Task statement — The first line of the entries through the line bearing "Point out the player's hand, one": copy these lines exactly and return nothing else.

Data section —
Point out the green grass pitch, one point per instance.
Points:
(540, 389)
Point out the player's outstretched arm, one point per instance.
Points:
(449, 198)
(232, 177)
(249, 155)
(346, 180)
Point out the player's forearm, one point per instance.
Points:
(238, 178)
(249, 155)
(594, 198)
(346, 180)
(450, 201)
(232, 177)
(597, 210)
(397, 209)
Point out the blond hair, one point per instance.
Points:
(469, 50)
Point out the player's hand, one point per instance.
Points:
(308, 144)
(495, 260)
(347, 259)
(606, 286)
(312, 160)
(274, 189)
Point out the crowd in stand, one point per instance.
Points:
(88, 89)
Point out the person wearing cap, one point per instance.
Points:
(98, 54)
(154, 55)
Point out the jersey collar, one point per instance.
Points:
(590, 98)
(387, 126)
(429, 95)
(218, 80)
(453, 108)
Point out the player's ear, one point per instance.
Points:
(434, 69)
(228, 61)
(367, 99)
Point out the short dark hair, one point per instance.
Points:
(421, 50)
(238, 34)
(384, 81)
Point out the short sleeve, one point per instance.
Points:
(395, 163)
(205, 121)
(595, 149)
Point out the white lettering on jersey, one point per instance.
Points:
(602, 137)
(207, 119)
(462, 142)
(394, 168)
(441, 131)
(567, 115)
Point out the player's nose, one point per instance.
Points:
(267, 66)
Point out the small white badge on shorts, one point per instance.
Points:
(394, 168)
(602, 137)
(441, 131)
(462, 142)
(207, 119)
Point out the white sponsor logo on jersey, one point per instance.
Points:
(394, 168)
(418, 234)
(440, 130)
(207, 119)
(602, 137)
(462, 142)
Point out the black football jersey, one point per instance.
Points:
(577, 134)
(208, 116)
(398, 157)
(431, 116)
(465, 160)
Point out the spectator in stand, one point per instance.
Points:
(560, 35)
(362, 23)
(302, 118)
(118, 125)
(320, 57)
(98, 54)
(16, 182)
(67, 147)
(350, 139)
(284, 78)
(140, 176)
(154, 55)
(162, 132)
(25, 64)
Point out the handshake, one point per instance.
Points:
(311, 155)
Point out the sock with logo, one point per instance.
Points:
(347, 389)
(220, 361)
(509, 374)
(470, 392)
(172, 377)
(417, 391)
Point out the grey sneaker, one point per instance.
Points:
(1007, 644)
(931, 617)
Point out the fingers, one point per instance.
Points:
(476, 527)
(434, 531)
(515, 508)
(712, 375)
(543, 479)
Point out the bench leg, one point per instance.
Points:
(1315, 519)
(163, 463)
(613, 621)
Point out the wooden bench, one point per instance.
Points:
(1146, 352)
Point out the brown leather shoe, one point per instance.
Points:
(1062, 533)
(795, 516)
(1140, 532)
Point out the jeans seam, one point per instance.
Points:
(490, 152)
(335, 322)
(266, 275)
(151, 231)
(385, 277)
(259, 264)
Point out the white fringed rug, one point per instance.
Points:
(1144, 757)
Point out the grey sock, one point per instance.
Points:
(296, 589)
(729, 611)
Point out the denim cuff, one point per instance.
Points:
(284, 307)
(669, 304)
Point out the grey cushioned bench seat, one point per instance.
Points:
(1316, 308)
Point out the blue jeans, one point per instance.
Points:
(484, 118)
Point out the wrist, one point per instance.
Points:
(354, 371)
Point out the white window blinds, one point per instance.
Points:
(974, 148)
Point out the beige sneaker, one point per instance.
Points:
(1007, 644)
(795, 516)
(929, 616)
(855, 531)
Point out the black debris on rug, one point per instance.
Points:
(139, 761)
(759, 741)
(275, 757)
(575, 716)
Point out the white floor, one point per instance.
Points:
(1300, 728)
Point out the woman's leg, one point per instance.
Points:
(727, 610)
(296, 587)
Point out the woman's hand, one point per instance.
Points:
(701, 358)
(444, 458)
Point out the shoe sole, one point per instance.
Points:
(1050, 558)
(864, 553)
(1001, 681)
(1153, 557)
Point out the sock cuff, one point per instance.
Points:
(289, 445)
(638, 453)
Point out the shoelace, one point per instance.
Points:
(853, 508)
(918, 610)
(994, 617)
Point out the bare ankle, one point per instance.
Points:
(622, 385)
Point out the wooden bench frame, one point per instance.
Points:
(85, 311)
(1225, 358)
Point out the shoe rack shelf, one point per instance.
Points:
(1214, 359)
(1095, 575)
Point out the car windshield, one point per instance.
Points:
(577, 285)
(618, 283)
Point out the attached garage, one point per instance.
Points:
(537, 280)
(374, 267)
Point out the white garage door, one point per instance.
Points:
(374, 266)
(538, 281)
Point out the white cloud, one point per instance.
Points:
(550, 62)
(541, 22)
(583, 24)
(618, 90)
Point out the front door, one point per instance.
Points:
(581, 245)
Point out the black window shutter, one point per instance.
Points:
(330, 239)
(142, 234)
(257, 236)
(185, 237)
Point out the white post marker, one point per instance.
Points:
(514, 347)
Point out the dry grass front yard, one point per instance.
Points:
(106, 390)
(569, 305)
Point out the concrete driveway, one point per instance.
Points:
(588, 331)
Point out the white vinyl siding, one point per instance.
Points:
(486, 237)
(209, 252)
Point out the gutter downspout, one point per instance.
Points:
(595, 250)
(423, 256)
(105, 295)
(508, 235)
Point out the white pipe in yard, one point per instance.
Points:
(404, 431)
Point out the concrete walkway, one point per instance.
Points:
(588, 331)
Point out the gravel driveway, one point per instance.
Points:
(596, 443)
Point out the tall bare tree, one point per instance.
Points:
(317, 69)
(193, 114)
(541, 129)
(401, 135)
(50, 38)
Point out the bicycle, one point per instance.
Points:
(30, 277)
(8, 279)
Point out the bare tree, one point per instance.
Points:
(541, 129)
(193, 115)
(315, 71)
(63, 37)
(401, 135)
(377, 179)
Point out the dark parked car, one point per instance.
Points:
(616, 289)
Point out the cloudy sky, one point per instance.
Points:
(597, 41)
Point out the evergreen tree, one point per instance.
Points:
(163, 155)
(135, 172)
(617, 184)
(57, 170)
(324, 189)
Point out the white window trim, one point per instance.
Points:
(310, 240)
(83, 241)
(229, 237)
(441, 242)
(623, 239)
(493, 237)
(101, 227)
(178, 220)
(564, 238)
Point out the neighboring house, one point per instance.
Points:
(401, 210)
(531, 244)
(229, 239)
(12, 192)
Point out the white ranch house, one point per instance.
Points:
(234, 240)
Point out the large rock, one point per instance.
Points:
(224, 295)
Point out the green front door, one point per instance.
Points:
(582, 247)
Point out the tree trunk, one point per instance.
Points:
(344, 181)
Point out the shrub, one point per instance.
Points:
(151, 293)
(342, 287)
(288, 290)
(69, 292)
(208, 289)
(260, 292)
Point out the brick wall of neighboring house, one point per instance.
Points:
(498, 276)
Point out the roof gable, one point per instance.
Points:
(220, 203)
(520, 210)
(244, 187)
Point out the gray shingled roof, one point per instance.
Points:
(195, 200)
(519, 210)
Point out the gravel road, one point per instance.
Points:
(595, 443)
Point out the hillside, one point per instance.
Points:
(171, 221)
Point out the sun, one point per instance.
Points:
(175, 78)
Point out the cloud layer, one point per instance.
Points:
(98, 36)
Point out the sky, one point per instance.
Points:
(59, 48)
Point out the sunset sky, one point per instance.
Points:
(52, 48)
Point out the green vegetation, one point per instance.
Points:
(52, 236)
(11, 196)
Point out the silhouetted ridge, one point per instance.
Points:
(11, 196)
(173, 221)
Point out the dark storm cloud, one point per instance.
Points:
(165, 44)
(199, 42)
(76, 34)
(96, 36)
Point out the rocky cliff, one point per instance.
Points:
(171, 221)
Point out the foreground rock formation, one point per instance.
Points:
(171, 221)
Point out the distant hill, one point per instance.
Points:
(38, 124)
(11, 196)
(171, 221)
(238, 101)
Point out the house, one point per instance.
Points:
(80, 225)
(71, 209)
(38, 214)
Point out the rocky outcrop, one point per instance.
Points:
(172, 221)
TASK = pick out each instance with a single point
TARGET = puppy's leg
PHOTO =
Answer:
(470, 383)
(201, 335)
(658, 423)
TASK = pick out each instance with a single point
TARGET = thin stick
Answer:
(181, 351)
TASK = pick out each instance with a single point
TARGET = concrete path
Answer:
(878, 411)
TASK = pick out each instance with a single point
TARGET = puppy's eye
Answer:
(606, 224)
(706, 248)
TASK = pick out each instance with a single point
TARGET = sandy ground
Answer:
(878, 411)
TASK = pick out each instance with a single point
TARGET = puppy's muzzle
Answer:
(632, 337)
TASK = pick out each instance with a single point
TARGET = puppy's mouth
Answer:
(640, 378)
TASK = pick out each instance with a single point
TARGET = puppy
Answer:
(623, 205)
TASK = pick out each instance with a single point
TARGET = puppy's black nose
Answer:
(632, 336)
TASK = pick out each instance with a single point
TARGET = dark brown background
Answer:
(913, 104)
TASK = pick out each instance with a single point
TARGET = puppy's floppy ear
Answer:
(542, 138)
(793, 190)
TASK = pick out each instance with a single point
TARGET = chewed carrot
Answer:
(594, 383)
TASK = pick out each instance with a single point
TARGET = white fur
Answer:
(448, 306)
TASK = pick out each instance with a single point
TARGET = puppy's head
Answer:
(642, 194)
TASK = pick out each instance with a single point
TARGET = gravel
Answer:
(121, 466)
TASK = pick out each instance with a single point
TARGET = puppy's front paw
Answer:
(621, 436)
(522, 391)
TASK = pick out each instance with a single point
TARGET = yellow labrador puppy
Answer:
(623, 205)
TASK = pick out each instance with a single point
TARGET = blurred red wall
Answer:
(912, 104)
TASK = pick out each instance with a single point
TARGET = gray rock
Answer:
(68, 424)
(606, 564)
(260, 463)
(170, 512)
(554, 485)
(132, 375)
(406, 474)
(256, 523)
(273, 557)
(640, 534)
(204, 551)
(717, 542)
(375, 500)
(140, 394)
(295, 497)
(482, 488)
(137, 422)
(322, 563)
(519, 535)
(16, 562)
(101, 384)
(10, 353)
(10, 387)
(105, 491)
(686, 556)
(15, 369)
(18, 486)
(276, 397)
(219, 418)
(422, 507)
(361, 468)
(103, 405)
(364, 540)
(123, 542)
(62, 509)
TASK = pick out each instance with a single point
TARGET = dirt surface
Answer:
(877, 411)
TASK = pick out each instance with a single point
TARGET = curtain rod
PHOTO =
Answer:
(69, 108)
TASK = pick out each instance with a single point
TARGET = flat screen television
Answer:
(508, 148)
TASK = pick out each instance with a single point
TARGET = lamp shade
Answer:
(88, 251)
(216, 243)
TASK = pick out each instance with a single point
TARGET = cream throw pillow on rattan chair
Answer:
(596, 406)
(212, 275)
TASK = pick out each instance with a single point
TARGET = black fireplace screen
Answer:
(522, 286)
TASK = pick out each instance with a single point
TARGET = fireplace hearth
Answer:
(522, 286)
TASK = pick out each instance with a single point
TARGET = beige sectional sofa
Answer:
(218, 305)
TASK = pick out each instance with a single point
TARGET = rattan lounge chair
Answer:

Reply —
Point out the green grass pitch, one point per instance.
Points:
(540, 389)
Point out the player's outstretched arm, one point per instance.
Points:
(449, 198)
(232, 177)
(249, 155)
(346, 180)
Point out the player's forearm, one point per instance.
Points:
(238, 178)
(249, 155)
(594, 198)
(346, 180)
(450, 201)
(232, 177)
(597, 210)
(397, 209)
Point out the blond hair, one point per instance.
Points:
(469, 50)
Point out the player's hand, one point per instance.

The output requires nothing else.